DATASET EXTRACT =>

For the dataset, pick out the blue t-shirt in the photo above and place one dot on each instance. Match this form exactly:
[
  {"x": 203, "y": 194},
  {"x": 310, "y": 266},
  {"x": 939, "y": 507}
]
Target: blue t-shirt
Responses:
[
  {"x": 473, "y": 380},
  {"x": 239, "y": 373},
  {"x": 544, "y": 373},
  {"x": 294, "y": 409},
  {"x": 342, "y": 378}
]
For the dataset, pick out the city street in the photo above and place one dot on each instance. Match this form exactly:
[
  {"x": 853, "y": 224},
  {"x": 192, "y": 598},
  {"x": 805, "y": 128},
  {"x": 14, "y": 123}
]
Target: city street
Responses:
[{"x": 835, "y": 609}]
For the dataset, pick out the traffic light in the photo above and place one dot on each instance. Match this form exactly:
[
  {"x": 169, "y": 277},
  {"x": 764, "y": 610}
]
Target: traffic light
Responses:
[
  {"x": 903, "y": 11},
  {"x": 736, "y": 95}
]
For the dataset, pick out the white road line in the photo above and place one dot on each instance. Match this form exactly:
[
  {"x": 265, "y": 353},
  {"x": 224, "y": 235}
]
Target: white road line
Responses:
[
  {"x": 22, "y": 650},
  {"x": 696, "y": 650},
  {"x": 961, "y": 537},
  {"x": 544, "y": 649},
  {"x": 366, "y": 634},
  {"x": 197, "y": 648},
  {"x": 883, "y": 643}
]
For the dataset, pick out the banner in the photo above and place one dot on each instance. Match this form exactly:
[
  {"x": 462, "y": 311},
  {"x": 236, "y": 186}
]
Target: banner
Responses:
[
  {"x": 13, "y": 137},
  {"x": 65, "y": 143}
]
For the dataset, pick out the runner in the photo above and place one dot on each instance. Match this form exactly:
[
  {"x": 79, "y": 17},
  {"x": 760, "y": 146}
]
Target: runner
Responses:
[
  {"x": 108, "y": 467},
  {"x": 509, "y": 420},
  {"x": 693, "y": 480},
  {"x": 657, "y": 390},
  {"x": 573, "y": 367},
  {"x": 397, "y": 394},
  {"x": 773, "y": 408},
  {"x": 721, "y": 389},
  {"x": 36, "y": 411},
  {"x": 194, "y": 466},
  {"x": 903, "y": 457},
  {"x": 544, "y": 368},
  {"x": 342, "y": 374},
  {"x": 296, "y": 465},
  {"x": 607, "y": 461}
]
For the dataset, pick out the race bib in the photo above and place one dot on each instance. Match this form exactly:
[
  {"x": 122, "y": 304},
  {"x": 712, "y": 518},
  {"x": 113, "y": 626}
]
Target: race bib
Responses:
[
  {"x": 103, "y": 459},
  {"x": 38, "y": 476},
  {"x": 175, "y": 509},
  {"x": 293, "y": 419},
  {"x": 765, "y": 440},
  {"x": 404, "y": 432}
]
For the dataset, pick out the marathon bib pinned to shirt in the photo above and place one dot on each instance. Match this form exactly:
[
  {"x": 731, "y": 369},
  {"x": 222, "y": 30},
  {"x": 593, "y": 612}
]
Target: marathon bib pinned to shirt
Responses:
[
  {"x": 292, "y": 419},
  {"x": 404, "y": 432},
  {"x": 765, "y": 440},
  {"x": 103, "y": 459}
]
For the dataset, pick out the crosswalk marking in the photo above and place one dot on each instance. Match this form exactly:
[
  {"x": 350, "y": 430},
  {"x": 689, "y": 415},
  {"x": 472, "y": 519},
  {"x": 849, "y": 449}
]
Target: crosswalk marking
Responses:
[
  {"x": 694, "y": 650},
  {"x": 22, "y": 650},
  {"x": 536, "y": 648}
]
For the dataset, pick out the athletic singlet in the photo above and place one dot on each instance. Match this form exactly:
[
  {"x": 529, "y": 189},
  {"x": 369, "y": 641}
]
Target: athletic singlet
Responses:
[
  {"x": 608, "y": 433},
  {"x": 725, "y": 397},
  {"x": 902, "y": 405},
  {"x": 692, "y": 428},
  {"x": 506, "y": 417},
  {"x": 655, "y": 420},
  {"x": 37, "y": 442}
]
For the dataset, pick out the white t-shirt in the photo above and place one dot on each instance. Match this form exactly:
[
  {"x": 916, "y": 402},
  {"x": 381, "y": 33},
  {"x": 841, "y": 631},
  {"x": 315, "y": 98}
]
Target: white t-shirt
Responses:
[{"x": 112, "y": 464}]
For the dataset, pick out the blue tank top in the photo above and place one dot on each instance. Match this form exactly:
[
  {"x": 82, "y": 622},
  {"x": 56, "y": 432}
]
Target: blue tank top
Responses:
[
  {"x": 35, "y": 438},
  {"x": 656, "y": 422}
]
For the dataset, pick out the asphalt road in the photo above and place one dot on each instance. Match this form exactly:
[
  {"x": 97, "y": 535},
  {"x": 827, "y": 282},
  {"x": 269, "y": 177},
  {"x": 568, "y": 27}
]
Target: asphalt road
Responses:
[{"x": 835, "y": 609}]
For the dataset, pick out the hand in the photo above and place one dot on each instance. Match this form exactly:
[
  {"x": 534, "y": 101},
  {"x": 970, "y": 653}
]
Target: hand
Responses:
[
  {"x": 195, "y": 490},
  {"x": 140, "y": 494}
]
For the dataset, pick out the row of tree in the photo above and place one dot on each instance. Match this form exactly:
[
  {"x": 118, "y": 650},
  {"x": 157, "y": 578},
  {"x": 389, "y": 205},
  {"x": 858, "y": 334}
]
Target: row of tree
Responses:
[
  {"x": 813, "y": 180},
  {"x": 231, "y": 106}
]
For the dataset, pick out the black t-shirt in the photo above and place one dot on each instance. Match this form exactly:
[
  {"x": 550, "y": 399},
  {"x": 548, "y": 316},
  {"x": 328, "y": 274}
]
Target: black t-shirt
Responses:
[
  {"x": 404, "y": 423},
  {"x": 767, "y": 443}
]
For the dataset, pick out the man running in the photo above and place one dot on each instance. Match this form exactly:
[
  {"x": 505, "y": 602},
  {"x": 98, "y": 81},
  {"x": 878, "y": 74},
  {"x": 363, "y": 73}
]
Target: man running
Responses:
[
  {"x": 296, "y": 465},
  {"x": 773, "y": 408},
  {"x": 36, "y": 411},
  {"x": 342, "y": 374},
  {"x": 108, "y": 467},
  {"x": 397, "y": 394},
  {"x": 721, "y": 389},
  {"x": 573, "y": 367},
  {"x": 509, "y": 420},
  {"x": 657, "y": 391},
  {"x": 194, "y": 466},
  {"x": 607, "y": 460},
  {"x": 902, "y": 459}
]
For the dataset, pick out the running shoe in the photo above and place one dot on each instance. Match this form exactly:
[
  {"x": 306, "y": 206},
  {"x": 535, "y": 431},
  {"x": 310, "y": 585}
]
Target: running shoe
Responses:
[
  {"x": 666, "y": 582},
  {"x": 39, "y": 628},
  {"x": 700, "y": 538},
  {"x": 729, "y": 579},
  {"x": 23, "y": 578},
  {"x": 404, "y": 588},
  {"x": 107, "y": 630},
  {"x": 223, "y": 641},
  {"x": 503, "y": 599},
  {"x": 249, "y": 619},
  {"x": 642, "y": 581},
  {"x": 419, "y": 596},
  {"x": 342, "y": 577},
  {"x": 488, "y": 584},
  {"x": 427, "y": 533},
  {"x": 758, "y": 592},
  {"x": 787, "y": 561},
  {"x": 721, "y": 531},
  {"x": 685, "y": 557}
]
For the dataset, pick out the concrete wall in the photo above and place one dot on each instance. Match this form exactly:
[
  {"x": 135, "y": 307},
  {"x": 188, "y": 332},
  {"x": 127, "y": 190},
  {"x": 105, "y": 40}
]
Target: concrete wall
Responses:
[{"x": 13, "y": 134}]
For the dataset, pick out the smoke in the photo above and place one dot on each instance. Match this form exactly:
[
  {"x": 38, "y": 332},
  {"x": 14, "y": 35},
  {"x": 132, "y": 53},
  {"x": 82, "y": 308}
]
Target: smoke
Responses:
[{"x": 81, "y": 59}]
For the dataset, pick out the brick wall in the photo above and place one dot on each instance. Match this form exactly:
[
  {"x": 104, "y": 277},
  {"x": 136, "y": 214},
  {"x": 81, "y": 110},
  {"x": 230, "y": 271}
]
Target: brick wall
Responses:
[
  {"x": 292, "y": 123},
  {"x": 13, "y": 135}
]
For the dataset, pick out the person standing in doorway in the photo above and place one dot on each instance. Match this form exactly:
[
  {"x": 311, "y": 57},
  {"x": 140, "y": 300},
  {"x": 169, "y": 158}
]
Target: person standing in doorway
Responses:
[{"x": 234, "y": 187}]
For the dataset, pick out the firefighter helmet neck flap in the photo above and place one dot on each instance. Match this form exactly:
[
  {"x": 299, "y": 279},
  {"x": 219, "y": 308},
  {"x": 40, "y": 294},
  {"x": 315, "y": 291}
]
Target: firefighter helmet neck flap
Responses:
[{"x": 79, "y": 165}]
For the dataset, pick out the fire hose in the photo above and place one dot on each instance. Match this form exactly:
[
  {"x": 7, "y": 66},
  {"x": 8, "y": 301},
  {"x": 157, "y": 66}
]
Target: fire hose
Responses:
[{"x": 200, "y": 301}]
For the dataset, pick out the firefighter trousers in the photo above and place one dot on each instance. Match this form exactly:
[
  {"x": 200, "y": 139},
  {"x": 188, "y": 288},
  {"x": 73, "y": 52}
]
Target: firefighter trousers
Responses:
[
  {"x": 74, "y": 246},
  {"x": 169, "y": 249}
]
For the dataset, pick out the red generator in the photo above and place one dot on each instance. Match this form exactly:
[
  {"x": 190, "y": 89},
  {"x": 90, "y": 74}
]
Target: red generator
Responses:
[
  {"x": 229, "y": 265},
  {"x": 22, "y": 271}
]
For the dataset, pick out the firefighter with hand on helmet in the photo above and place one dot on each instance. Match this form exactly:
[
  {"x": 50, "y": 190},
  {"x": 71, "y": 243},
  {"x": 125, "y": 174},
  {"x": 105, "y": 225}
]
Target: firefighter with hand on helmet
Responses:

SHORT EXERCISE => Transcribe exactly the line containing "For the dataset, pick out the red" and all remaining lines of the material, ending with the last one.

EXERCISE RESULT =>
For the dataset, pick out the red generator in the photo above and place one dot on each instance. Match this form exactly:
[
  {"x": 190, "y": 89},
  {"x": 90, "y": 74}
]
Target: red generator
Responses:
[
  {"x": 229, "y": 265},
  {"x": 22, "y": 271}
]
For the dataset, pick out the firefighter with hand on helmet in the photo above and place one dot on each instance. Match this form exactly:
[
  {"x": 50, "y": 190},
  {"x": 71, "y": 243},
  {"x": 125, "y": 174},
  {"x": 105, "y": 225}
]
Target: firefighter with hand on helmet
Responses:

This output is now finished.